[Data shown — start]

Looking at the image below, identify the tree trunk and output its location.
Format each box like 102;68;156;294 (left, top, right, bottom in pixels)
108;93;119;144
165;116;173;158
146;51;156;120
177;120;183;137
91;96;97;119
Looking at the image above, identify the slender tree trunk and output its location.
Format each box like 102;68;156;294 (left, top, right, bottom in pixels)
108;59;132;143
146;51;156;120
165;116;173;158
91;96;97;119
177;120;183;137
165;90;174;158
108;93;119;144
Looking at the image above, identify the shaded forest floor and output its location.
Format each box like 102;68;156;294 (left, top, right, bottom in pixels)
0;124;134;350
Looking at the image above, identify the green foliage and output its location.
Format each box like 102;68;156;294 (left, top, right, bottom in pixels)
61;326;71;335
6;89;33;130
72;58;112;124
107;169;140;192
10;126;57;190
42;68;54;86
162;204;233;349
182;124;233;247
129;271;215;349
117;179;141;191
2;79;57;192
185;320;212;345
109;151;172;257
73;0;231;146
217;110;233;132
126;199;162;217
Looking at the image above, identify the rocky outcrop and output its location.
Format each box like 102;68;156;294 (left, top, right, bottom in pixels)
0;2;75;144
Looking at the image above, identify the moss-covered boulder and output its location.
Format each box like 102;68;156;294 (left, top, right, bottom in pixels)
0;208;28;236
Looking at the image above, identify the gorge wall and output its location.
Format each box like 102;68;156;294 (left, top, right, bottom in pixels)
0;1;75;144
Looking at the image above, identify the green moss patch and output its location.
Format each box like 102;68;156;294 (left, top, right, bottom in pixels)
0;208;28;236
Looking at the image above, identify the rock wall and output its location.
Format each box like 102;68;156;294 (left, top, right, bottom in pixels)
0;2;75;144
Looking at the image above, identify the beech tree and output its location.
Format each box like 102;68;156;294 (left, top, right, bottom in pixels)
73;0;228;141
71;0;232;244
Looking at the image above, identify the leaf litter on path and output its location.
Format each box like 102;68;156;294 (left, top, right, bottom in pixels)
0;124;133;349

[Data shown — finish]

**Action item**
Each line holding "identify" in the records should be copied out.

**Response to the task**
Looking at the image below, identify the tree trunk and output its location.
Looking at the image above, identify the slender tree trunk and output its location.
Looking at the image above, identify the shaded forest floor and output its location.
Looking at the image above, identify the green foliage and output its location.
Looking at the image above, identify the rocky outcrop and output its location.
Looking at the image above, identify the moss-covered boulder and output its location.
Looking at the image above, identify the gorge wall and output its location.
Looking at the image above, identify the green moss patch and output its location.
Looking at the image above, identify the rock wall and output its location.
Looking at the image above, identify the beech tree and output its location.
Looking at the image above, identify the leaf litter on path and output its location.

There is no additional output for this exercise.